__TASK DIRECTIONS__
Put every line from the start of the data through the line containing "109L103 87L170 111L251", inclusive, into a numbered list, skipping blank lines and leaving out the pictures.

##### MATERIAL TO PROCESS

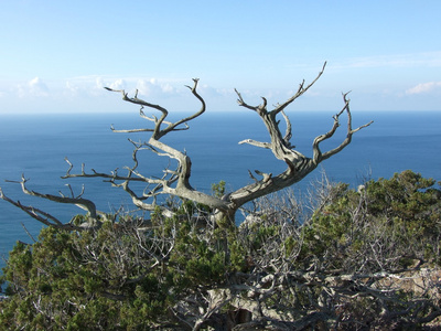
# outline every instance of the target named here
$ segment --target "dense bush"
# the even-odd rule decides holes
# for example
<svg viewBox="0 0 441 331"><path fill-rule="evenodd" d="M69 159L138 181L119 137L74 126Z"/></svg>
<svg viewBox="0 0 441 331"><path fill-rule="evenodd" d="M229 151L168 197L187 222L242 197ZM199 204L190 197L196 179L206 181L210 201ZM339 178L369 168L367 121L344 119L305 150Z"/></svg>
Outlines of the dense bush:
<svg viewBox="0 0 441 331"><path fill-rule="evenodd" d="M125 215L83 232L46 227L36 243L18 243L10 253L0 328L390 330L433 323L441 314L435 182L405 171L358 192L346 184L321 190L305 222L302 204L287 193L258 201L238 227L211 222L209 209L190 201L171 218Z"/></svg>

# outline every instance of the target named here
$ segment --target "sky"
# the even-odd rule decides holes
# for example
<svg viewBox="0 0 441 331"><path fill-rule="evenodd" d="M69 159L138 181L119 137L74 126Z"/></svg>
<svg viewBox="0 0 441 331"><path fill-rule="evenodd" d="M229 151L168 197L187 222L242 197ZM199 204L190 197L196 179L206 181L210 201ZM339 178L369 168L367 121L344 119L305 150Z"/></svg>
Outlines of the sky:
<svg viewBox="0 0 441 331"><path fill-rule="evenodd" d="M132 109L103 87L170 111L251 105L441 110L441 1L0 1L0 115ZM241 111L246 109L241 108Z"/></svg>

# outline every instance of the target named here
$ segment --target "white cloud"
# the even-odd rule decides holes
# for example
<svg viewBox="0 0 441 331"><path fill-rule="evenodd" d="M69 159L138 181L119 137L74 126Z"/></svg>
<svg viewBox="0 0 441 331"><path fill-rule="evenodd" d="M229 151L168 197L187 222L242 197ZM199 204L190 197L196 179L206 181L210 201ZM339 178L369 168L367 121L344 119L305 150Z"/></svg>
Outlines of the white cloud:
<svg viewBox="0 0 441 331"><path fill-rule="evenodd" d="M439 67L441 66L441 52L391 54L367 57L345 58L331 62L333 68L341 67Z"/></svg>
<svg viewBox="0 0 441 331"><path fill-rule="evenodd" d="M36 97L46 97L49 96L49 88L45 83L40 77L35 77L25 84L19 84L17 86L18 94L20 97L26 97L29 95Z"/></svg>
<svg viewBox="0 0 441 331"><path fill-rule="evenodd" d="M441 82L428 82L418 84L406 90L406 94L421 94L421 93L429 93L433 89L441 88Z"/></svg>

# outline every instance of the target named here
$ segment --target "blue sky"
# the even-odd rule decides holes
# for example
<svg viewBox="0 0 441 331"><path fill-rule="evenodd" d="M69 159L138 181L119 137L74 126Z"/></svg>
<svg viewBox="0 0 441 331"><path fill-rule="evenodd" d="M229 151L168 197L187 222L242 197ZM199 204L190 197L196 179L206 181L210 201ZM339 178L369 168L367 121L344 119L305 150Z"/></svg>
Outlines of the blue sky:
<svg viewBox="0 0 441 331"><path fill-rule="evenodd" d="M0 114L126 111L110 86L171 111L286 100L291 109L441 110L441 1L0 2Z"/></svg>

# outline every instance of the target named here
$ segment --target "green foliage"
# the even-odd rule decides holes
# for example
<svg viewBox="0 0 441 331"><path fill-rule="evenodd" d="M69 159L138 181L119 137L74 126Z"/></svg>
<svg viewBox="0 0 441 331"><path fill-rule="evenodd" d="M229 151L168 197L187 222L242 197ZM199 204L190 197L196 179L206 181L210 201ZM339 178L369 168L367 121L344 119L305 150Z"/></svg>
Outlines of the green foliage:
<svg viewBox="0 0 441 331"><path fill-rule="evenodd" d="M441 192L434 184L405 171L372 180L361 192L336 185L333 199L303 227L300 260L332 256L327 263L346 271L363 265L362 259L367 271L397 267L391 261L401 267L416 260L439 264Z"/></svg>
<svg viewBox="0 0 441 331"><path fill-rule="evenodd" d="M323 279L400 269L418 260L439 265L441 192L434 184L411 171L369 181L361 192L337 184L302 226L266 211L238 227L208 220L201 226L194 216L208 215L209 209L180 201L170 202L173 217L164 217L158 207L149 228L139 227L139 220L130 216L104 222L95 231L47 227L36 243L19 242L10 252L2 277L9 298L0 301L0 325L4 330L151 330L165 324L172 329L180 324L179 314L191 312L175 312L179 302L191 306L200 300L205 306L198 309L208 311L209 290L222 293L230 285L247 288L260 280L252 291L238 296L266 309L278 307L280 316L291 319L329 305L326 311L341 321L370 323L384 305L388 311L405 311L413 295L387 291L381 296L394 297L381 297L383 301L370 295L331 297L343 282L333 284L331 291ZM213 185L217 196L224 190L225 182ZM302 278L311 270L313 281ZM356 291L365 285L357 286L347 288ZM258 296L259 290L268 295ZM220 305L213 318L226 319L236 309L233 303ZM432 306L418 305L408 316L432 311Z"/></svg>

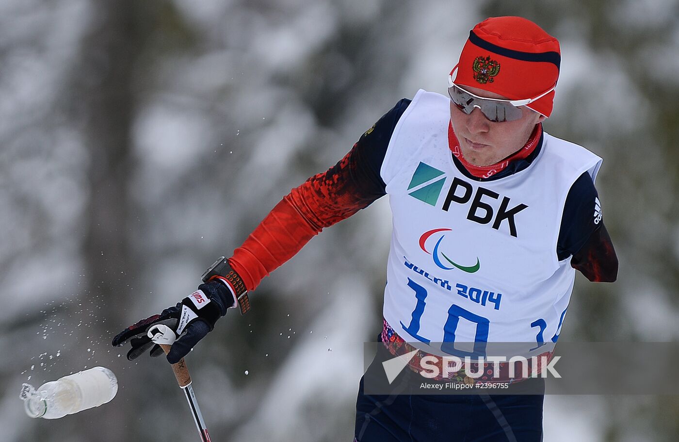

##########

__TASK RESPONSE__
1. # outline every instance of the target named here
2. $ segment --target "dense bush"
3. # the even-odd rule decides holes
4. # for example
5. <svg viewBox="0 0 441 331"><path fill-rule="evenodd" d="M69 159L138 181L119 137L74 126Z"/></svg>
6. <svg viewBox="0 0 441 331"><path fill-rule="evenodd" d="M229 151L168 197L187 222L242 197ZM199 204L190 197L196 179L206 181L210 201ZM339 178L369 168L367 121L344 119L305 150Z"/></svg>
7. Outlines of the dense bush:
8. <svg viewBox="0 0 441 331"><path fill-rule="evenodd" d="M125 215L83 232L46 227L36 243L18 243L10 253L0 328L390 330L433 323L441 314L435 182L405 171L358 192L346 184L321 190L305 222L302 204L287 193L258 201L238 227L211 222L209 209L190 201L171 218Z"/></svg>
9. # outline every instance of the target named here
10. $ segment --target "sky"
11. # the even-odd rule decides holes
12. # for example
13. <svg viewBox="0 0 441 331"><path fill-rule="evenodd" d="M69 159L138 181L119 137L74 126Z"/></svg>
14. <svg viewBox="0 0 441 331"><path fill-rule="evenodd" d="M229 151L168 197L187 222L242 197ZM199 204L190 197L196 179L206 181L210 201ZM339 178L369 168L367 121L344 119L305 150Z"/></svg>
15. Outlines of the sky:
16. <svg viewBox="0 0 441 331"><path fill-rule="evenodd" d="M132 109L103 87L170 111L251 105L441 110L441 1L0 1L0 115ZM241 111L246 109L241 108Z"/></svg>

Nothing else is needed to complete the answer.